* **ЗАДАНИЯ ДЛЯ ВЫПОЛНЕНИЯ**
a - Ответьте на вопросы по отрывку о тождестве, каждый ответ на отдельной строке с той же пометкой:
(i) На чем основана идентификация?
(ii) Каким всегда должен быть ответ на вопрос "То же самое или не то же самое?"
(iii) Из темпоральных сегментов какого количества мячей может состоять позиция "мяч в игре" отдельной игры?
b - Перечислите все виды тождества, которые отрывок о тождестве называет в примере с психологом и переливанием содержимого из одного сосуда в другой.
c - Допишите продолжение отрывка о тождестве, начав сразу после его последнего предложения.

* **ЦИТИРУЕМЫЙ ОТРЫВОК**
+ + +

Идентификация основана на организации в объекты и рода. Ответ на вопрос "То же самое или не то же самое?" должен всегда быть "То же самое что?"[10] Различные вещи могут быть теми же самыми, что и определенные другие вещи: то, на что мы указываем, вербально или иными способами, могут быть разные события, но тот же самый объект, разные города, но то же самое государство, разные члены, но тот же самый клуб или разные клубы, но те же самые члены, разные подачи, но тот же самый бейсбольный матч. Позиция "мяч в игре" отдельной игры может состоять из темпоральных сегментов дюжины мячей. Когда психолог задает ребенку вопрос о тождестве содержимого при переливании из одного сосуда в другой, то он должен учитывать, о каком тождестве он спрашивает — о тождестве объема или глубины, или формы, или материала и т.д.[11] Идентичность или постоянство в мире есть идентичность относительно того, чем является предмет в пределах организации этого мира.

+ + +

* **Записи с указанием объектов на фото**
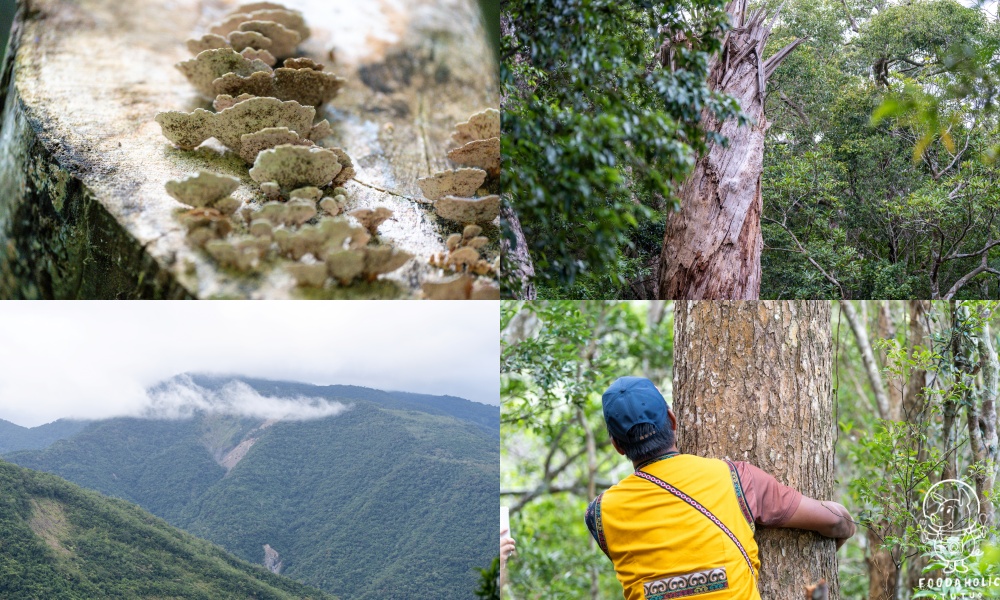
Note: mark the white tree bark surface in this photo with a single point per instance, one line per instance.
(83, 210)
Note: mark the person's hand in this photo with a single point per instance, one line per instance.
(850, 527)
(506, 546)
(827, 518)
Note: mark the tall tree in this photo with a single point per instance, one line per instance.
(711, 248)
(752, 382)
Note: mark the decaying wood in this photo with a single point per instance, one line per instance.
(517, 266)
(711, 249)
(752, 382)
(84, 212)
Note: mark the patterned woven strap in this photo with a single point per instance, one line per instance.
(707, 513)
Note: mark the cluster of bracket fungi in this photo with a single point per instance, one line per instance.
(265, 115)
(455, 196)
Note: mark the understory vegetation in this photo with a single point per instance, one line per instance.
(915, 384)
(880, 174)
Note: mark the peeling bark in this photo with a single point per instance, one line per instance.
(517, 269)
(752, 381)
(712, 245)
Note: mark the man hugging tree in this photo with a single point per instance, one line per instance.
(683, 526)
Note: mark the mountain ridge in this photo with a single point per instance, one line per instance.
(62, 541)
(395, 496)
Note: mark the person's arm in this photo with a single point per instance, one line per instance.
(506, 549)
(777, 505)
(825, 517)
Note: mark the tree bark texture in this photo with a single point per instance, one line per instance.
(83, 210)
(712, 245)
(517, 268)
(752, 382)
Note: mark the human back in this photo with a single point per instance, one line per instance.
(668, 545)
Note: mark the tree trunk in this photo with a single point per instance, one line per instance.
(83, 211)
(711, 249)
(517, 269)
(752, 382)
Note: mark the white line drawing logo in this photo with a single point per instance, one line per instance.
(951, 524)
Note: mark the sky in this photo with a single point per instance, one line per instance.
(98, 359)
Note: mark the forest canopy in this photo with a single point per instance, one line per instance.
(879, 179)
(915, 386)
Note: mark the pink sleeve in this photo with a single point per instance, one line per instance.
(771, 503)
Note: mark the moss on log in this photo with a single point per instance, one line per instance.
(83, 210)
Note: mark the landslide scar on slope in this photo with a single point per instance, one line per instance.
(234, 456)
(48, 521)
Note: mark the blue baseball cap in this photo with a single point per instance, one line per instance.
(630, 401)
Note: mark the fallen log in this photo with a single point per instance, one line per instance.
(83, 210)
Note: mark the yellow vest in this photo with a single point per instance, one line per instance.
(682, 543)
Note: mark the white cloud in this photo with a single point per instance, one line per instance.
(97, 359)
(181, 398)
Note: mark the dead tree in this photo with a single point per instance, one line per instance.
(711, 249)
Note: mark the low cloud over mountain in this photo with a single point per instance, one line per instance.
(181, 398)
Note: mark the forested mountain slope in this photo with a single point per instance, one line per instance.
(14, 437)
(394, 497)
(58, 540)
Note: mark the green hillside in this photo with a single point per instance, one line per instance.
(58, 540)
(396, 497)
(14, 437)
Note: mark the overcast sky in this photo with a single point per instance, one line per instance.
(96, 359)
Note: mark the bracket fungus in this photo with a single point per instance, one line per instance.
(292, 167)
(333, 206)
(265, 115)
(463, 253)
(209, 65)
(484, 154)
(188, 130)
(480, 139)
(206, 190)
(294, 212)
(468, 210)
(457, 182)
(284, 29)
(480, 126)
(452, 191)
(240, 253)
(371, 219)
(313, 274)
(306, 85)
(252, 144)
(330, 233)
(204, 224)
(462, 287)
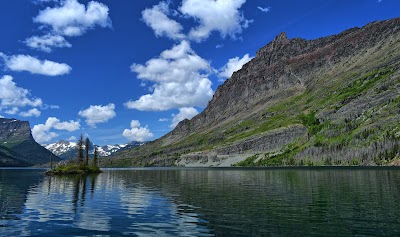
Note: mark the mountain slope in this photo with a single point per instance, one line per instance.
(9, 158)
(16, 136)
(333, 100)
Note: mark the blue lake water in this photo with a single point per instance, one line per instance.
(202, 202)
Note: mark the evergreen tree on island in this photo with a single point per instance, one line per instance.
(95, 157)
(80, 150)
(87, 144)
(81, 165)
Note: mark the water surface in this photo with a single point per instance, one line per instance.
(202, 202)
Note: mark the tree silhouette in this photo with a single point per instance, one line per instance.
(87, 144)
(95, 156)
(80, 149)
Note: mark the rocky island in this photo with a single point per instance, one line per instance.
(327, 101)
(81, 164)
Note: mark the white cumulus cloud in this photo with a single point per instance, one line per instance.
(233, 65)
(180, 78)
(12, 111)
(34, 65)
(13, 96)
(137, 132)
(184, 113)
(264, 9)
(47, 42)
(72, 18)
(98, 114)
(72, 138)
(157, 19)
(222, 16)
(31, 113)
(42, 132)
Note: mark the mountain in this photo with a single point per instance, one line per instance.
(68, 150)
(332, 100)
(17, 146)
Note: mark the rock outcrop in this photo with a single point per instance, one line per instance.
(18, 146)
(298, 100)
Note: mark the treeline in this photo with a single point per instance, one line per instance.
(83, 152)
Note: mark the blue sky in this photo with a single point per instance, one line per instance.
(119, 71)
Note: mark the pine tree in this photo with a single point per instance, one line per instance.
(87, 144)
(51, 161)
(80, 150)
(95, 155)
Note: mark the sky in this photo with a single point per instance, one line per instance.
(121, 71)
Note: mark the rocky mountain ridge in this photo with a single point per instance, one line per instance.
(17, 146)
(68, 149)
(332, 100)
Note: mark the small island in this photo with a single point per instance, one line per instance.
(80, 165)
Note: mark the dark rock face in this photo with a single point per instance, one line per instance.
(16, 136)
(14, 130)
(350, 81)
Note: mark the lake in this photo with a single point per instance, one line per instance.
(202, 202)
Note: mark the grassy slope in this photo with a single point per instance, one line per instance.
(351, 111)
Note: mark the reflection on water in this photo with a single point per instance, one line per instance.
(202, 202)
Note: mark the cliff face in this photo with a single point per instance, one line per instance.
(331, 100)
(18, 148)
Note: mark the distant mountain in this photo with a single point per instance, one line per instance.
(17, 146)
(328, 101)
(68, 150)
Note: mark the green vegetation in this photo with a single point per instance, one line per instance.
(78, 166)
(347, 113)
(74, 169)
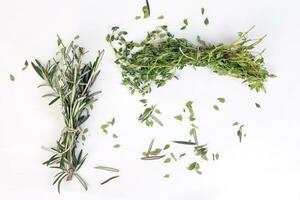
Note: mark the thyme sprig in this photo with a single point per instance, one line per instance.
(156, 59)
(70, 81)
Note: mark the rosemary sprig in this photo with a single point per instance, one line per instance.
(70, 81)
(155, 59)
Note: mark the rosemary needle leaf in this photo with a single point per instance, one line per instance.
(11, 77)
(107, 168)
(81, 180)
(109, 179)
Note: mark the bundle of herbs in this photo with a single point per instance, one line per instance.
(70, 81)
(156, 59)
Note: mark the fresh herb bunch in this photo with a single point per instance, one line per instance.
(70, 81)
(157, 58)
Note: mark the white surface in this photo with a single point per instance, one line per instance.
(265, 166)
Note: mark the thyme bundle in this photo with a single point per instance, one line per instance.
(70, 81)
(156, 59)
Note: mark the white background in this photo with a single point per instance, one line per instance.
(265, 166)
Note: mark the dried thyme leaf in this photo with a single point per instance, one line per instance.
(160, 48)
(11, 77)
(240, 133)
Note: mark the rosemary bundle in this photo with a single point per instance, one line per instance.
(70, 81)
(156, 59)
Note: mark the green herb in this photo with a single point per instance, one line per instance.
(111, 169)
(240, 133)
(235, 123)
(109, 179)
(70, 81)
(146, 10)
(185, 24)
(257, 105)
(189, 106)
(222, 100)
(148, 116)
(106, 125)
(206, 21)
(216, 107)
(156, 59)
(11, 77)
(167, 176)
(167, 146)
(167, 160)
(178, 117)
(202, 10)
(25, 65)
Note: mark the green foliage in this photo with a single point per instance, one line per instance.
(70, 81)
(157, 58)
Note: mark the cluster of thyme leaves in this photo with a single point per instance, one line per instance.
(200, 150)
(149, 116)
(156, 59)
(70, 81)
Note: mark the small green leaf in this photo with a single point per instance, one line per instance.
(222, 100)
(202, 11)
(178, 117)
(216, 107)
(167, 160)
(167, 146)
(235, 123)
(12, 78)
(206, 21)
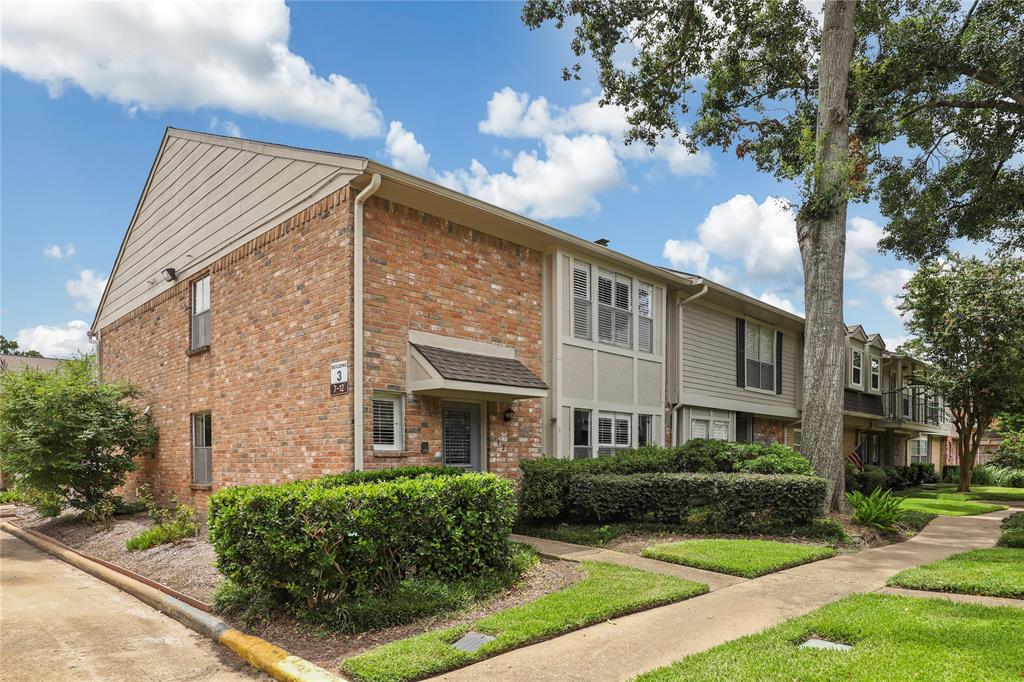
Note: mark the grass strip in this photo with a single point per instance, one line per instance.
(893, 638)
(947, 507)
(607, 591)
(993, 572)
(748, 558)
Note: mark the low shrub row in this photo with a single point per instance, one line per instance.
(713, 501)
(888, 478)
(315, 542)
(544, 486)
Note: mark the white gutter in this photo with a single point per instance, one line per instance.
(679, 375)
(360, 199)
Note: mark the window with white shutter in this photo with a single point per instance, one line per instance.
(612, 432)
(387, 422)
(201, 313)
(614, 309)
(760, 355)
(645, 313)
(581, 300)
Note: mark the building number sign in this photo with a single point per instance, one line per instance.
(339, 378)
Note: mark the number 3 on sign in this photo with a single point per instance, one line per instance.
(339, 378)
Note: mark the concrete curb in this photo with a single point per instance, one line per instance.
(262, 654)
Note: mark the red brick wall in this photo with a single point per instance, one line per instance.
(766, 430)
(428, 274)
(281, 312)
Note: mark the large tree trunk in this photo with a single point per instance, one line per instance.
(821, 232)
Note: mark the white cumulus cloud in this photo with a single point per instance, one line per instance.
(87, 289)
(158, 55)
(561, 183)
(512, 114)
(406, 152)
(72, 339)
(57, 252)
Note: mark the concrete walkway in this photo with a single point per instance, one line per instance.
(623, 648)
(57, 623)
(554, 549)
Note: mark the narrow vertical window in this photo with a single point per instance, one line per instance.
(581, 300)
(387, 422)
(581, 434)
(645, 430)
(645, 311)
(201, 313)
(202, 449)
(760, 355)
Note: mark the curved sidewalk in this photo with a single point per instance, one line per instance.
(623, 648)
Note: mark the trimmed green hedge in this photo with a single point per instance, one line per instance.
(313, 542)
(544, 485)
(719, 501)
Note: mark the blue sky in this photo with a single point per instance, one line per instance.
(459, 92)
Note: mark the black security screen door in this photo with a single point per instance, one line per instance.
(462, 435)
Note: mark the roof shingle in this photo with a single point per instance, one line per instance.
(459, 366)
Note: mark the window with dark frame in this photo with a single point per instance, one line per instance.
(201, 313)
(760, 355)
(387, 422)
(582, 444)
(645, 429)
(202, 449)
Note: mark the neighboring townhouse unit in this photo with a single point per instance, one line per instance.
(292, 312)
(736, 369)
(894, 422)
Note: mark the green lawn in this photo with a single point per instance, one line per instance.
(948, 492)
(893, 638)
(995, 572)
(945, 506)
(607, 591)
(748, 558)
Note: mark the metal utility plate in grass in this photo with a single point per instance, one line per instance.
(824, 644)
(471, 641)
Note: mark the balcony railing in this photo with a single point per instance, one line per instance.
(912, 405)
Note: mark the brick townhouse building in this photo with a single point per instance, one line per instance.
(291, 312)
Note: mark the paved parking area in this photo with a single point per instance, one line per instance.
(57, 623)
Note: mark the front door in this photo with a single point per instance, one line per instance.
(461, 437)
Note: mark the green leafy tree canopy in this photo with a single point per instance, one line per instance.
(967, 317)
(68, 437)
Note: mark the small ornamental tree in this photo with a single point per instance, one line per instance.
(968, 320)
(69, 437)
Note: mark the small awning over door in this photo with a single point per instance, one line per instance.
(435, 371)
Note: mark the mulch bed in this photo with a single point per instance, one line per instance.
(189, 567)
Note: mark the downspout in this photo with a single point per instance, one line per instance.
(357, 392)
(679, 375)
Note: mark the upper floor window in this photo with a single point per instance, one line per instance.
(387, 422)
(581, 300)
(857, 368)
(201, 313)
(614, 309)
(645, 313)
(919, 451)
(760, 353)
(612, 432)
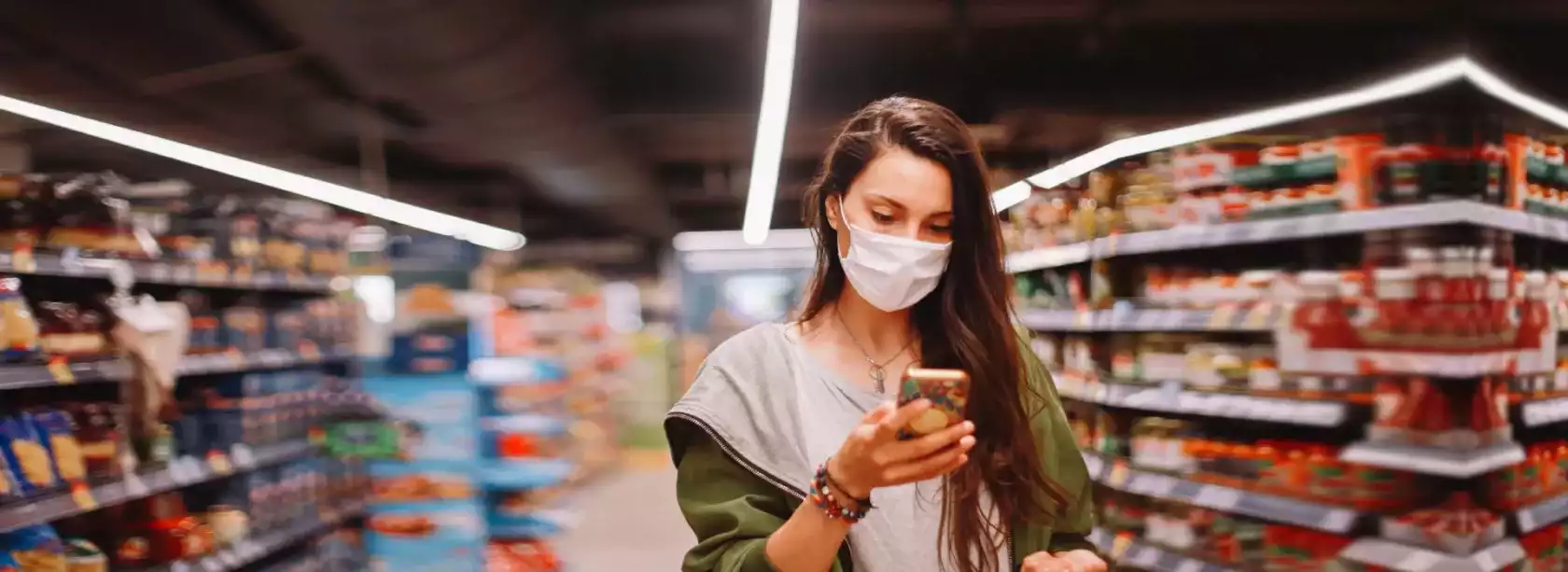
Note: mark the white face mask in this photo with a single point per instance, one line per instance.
(891, 273)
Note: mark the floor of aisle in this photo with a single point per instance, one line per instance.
(629, 521)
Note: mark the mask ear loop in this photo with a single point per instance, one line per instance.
(844, 230)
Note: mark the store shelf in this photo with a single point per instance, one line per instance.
(1258, 318)
(1295, 228)
(1542, 514)
(524, 424)
(156, 272)
(1256, 505)
(255, 549)
(519, 474)
(1141, 555)
(265, 359)
(539, 523)
(177, 474)
(1545, 411)
(36, 375)
(1170, 398)
(1406, 558)
(1434, 461)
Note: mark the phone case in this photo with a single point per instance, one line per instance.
(949, 396)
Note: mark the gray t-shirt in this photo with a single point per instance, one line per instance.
(784, 412)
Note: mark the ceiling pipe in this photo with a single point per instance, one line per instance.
(497, 85)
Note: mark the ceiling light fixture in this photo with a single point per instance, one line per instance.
(1393, 88)
(778, 74)
(731, 240)
(314, 188)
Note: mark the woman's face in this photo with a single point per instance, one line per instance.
(899, 195)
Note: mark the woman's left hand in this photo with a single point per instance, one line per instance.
(1065, 562)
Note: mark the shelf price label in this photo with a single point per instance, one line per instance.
(1118, 474)
(1120, 546)
(1339, 521)
(1224, 317)
(22, 260)
(248, 549)
(135, 488)
(220, 463)
(244, 456)
(62, 371)
(82, 494)
(1258, 317)
(1217, 497)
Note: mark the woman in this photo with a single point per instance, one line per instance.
(908, 272)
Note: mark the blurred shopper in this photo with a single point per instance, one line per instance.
(908, 272)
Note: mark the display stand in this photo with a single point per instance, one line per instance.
(1303, 353)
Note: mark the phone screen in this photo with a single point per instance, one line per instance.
(949, 396)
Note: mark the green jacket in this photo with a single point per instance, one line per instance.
(733, 509)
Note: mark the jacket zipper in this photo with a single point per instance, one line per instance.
(745, 464)
(1012, 557)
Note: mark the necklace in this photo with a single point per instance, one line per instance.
(878, 370)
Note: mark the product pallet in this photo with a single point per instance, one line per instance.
(62, 373)
(1131, 552)
(177, 474)
(1117, 474)
(1297, 228)
(1170, 398)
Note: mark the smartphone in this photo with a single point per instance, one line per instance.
(949, 396)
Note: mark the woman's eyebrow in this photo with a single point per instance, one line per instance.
(888, 200)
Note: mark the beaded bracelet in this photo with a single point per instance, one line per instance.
(822, 495)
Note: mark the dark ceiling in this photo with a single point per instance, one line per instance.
(636, 118)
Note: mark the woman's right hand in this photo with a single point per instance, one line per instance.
(872, 456)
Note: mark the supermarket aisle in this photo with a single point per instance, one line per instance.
(629, 523)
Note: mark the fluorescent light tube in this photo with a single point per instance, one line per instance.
(1393, 88)
(778, 76)
(731, 240)
(1489, 82)
(338, 195)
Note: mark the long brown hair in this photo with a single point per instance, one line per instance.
(965, 323)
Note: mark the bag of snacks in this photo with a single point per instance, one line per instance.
(24, 450)
(32, 549)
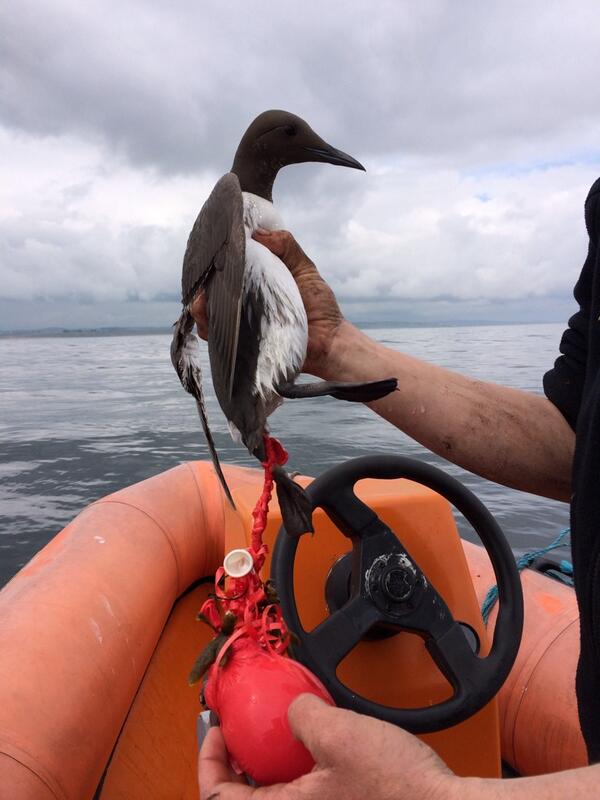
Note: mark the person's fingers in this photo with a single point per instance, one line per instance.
(321, 728)
(213, 766)
(199, 311)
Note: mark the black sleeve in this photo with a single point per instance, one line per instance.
(563, 385)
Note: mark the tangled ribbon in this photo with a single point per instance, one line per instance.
(256, 615)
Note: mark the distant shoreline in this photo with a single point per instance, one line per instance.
(131, 331)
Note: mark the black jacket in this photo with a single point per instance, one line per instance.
(574, 387)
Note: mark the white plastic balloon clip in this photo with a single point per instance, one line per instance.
(238, 563)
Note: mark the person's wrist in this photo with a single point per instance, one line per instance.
(351, 354)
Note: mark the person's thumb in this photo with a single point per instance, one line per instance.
(315, 723)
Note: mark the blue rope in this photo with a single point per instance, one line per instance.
(525, 561)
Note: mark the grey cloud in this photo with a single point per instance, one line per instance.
(174, 86)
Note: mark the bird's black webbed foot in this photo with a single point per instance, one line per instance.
(296, 508)
(352, 392)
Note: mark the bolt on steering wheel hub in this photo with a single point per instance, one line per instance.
(393, 582)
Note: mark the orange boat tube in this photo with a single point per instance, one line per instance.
(97, 634)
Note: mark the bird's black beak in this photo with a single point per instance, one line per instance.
(330, 155)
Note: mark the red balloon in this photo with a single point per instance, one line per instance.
(251, 695)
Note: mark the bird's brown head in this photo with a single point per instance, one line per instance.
(276, 139)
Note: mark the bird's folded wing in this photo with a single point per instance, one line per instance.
(214, 261)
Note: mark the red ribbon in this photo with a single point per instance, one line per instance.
(243, 596)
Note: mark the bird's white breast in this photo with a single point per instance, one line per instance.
(284, 334)
(260, 213)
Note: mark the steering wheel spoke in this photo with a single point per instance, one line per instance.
(455, 658)
(341, 631)
(386, 586)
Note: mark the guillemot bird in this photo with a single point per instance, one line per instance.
(257, 324)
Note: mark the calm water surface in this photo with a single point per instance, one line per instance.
(84, 416)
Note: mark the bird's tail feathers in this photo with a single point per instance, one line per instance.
(294, 503)
(185, 357)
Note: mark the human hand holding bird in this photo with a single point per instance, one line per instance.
(322, 310)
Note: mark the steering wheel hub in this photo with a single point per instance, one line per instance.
(379, 586)
(392, 580)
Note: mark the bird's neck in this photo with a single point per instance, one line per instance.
(255, 171)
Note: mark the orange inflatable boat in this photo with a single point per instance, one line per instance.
(98, 633)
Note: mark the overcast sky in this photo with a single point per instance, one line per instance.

+ + +

* **ОТВЕТЫ ПО ЗАДАНИЯМ**
a -
(i) На организации в объекты и рода.
(ii) "То же самое что?"
(iii) Из темпоральных сегментов дюжины мячей.

b - Объем, глубина, форма, материал.

c -
Пересечение разнообразных объектов друг с другом в сложных образцах может принадлежать одному и тому же миру. Мы не создаем новый мир каждый раз, когда мы берем вещи обособленно или сочетаем их некоторым способом; но миры могут отличаться по тому, что не все принадлежащее одному принадлежит другому. Мир эскимоса, не ухватывающего объемлющее понятие снега, отличается не только от мира жителя Самоа, но также и от мира жителя Новой Англии, не ухватывающего различий эскимоса. В других случаях миры отличаются в ответ скорее на теоретические, чем практические потребности. Мир, где точки представляют собой элементы, не может быть уайтхедовым миром, где точки представляют собой некоторые классы — семейства областей, или где точки представляют собой некоторые пары пересекающихся линий, или пересечения трех плоскостей. То, что точки нашего каждодневного мира могут быть одинаково хорошо определены любым из этих способов, не подразумевает, что точка может быть идентифицирована в любом мире с классом, парой линий и тройкой плоскостей, так как все они отличаются друг от друга. Снова мир системы, принимающей минимальные конкретные явления за атомарные, не может признать качества как атомарные части этих конкретных явлений[12].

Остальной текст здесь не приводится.